In a nook in the basement of the Museum of Fine Arts Houston, I stumbled upon this curiosity:
It is a shiny silver storage cabinet, not a painstakingly chiseled sculpture or a painting in an ornate gilded frame. It doesn’t scream “art!” to me. The skeletons make me wonder if it belongs in an anatomy class or med school, and then I notice all the sharp things: every kind of scalpel, scissor, and surgical device for removing your spleen that I never imagined. I always cover my eyes during the gory operating scenes on TV and in movies, so I am not too familiar with the tools of the trade.
You can zoom into professional photography of the work on Hirst’s website, to get a better idea of all those sharps: http://www.damienhirst.com/end-game
There are also cleansers and latex gloves and such, sure, but man oh man! The tools for prying and slicing and … ouch! So many! The ratios seem off to me. Maybe it is just my wishful thinking that hospitals ought to be full of candy stripers and nurses changing bandages, but there seem to be far too many gleaming cutting implements for the amount of wound dressings. I don’t have any idea the number of scalpels used in the average invasive surgery. The little tray in operating rooms on movies always seems to have about six sharp things on it before I avert my eyes, and I would think they need a lot more gauze and gloves and sterile antiseptic to repair the damage from those half-dozen blades. Why does this cabinet have so many cruel torture devices per gentle healing item?

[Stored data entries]
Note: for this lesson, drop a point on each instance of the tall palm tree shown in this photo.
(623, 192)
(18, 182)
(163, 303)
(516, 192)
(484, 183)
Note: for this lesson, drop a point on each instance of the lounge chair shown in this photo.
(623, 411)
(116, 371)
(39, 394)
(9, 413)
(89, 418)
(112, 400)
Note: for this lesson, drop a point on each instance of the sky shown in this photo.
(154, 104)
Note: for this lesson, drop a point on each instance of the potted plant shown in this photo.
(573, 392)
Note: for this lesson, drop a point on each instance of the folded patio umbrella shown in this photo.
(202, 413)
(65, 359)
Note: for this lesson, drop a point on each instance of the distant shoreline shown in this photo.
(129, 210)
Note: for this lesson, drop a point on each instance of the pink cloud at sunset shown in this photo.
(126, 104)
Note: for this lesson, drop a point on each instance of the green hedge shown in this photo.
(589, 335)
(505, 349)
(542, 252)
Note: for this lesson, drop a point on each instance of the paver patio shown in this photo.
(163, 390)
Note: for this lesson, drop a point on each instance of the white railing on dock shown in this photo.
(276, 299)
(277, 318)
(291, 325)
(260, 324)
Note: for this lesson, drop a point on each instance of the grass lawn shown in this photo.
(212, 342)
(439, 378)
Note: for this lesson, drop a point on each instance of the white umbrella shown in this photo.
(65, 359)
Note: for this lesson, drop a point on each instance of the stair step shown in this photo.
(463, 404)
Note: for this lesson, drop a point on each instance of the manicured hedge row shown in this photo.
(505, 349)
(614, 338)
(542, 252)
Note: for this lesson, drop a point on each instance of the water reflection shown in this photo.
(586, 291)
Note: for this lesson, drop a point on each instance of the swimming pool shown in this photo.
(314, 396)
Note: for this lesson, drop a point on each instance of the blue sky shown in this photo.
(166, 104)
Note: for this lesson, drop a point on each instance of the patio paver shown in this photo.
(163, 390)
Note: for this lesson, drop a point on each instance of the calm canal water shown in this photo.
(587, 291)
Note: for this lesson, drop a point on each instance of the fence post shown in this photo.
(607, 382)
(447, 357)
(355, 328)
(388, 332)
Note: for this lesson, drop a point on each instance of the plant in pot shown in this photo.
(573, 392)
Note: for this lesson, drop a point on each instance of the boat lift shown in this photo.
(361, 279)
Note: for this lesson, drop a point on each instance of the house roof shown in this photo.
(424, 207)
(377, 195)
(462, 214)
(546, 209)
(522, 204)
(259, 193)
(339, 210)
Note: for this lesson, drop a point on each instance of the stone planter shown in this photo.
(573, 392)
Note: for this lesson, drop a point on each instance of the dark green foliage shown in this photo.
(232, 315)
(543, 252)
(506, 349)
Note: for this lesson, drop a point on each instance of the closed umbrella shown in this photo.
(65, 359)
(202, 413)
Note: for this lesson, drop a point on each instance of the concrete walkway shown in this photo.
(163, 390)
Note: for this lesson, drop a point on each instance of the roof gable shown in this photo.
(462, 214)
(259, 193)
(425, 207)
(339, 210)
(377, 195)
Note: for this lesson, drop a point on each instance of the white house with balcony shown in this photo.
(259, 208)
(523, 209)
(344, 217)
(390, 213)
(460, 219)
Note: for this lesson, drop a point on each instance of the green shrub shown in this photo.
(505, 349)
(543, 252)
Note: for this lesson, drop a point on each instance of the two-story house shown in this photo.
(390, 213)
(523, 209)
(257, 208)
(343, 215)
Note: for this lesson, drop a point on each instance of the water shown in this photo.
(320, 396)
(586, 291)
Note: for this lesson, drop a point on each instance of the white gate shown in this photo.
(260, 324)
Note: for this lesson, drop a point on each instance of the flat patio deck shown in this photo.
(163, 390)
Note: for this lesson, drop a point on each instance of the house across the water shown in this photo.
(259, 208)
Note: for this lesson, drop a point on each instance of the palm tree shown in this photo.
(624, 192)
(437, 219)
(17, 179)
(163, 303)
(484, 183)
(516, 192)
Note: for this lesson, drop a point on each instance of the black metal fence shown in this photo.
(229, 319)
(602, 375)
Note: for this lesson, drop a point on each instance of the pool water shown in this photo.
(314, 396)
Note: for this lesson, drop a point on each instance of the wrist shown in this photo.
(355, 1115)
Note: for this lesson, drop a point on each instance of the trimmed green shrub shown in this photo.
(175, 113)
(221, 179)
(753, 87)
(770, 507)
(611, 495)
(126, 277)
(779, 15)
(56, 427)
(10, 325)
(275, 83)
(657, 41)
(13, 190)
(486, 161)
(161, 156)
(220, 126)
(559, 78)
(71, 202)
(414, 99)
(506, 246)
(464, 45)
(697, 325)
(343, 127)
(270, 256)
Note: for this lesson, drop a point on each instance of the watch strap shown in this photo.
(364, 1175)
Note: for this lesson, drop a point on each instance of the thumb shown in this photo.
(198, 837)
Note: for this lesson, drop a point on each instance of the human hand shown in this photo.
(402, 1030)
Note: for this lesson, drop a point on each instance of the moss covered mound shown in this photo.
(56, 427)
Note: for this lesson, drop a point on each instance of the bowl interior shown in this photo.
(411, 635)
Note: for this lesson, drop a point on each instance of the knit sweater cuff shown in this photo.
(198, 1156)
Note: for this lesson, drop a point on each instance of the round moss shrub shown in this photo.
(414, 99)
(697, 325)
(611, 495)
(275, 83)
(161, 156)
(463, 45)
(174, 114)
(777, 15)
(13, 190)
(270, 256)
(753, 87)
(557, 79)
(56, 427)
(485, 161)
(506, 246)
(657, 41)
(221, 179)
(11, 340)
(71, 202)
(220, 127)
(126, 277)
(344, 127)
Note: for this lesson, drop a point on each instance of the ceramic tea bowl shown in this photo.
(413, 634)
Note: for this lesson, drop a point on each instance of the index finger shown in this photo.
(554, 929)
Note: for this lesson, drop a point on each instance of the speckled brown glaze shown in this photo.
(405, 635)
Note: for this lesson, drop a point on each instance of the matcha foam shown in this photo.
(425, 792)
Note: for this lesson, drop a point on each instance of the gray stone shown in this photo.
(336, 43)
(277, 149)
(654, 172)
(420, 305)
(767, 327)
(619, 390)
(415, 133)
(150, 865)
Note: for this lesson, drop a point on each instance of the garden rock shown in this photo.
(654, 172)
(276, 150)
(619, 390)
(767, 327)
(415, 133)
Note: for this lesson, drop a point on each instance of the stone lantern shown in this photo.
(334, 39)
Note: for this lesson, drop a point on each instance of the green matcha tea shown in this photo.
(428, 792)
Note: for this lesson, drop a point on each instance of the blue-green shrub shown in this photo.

• **Tasks and exercises**
**a)** In the passage about the surgical cabinet, where did the writer come across the work?
**b)** Carry the passage about the surgical cabinet forward from its final sentence.
The records have no connection to the text.

• **Answers by task**
**a)** In a nook in the basement of the Museum of Fine Arts Houston.

**b)**
Here is the shot I took, with a family eyeing the goods. See how big it is? Though you already knew that—because those skeletons aren’t just life size, they are real. Who is in that cabinet? Who is that hanging in the MFAH as art?
The thing that struck me most, though, isn’t apparent in the professional photograph, and that is how I am part of the work. Standing in that basement nook, near the corridor to the other building, every time I looked at “End Game” I saw myself in the mirrored cabinet.
Here I am, looking small next to Mr. and Mrs. Bones. (Pardon the poor photography; I didn’t think I would be using these images when I took them.)
This is where I start to think End Game speaks artfully. I don’t get to just admire the scary medical supplies in their sterile box and be on my way, but I have to think, really see myself in the box with all those ominous surgical tools. I keep being reminded of myself as I look at them—they are almost threatening me, or at least my mirror image. I feel solemn. I hope no one will need to use them on me.
Sometimes art is very different in person than it is in a photo. What have you seen that was more meaningful in person than in pictures? How do you feel about seeing yourself in a cabinet full of sharp things?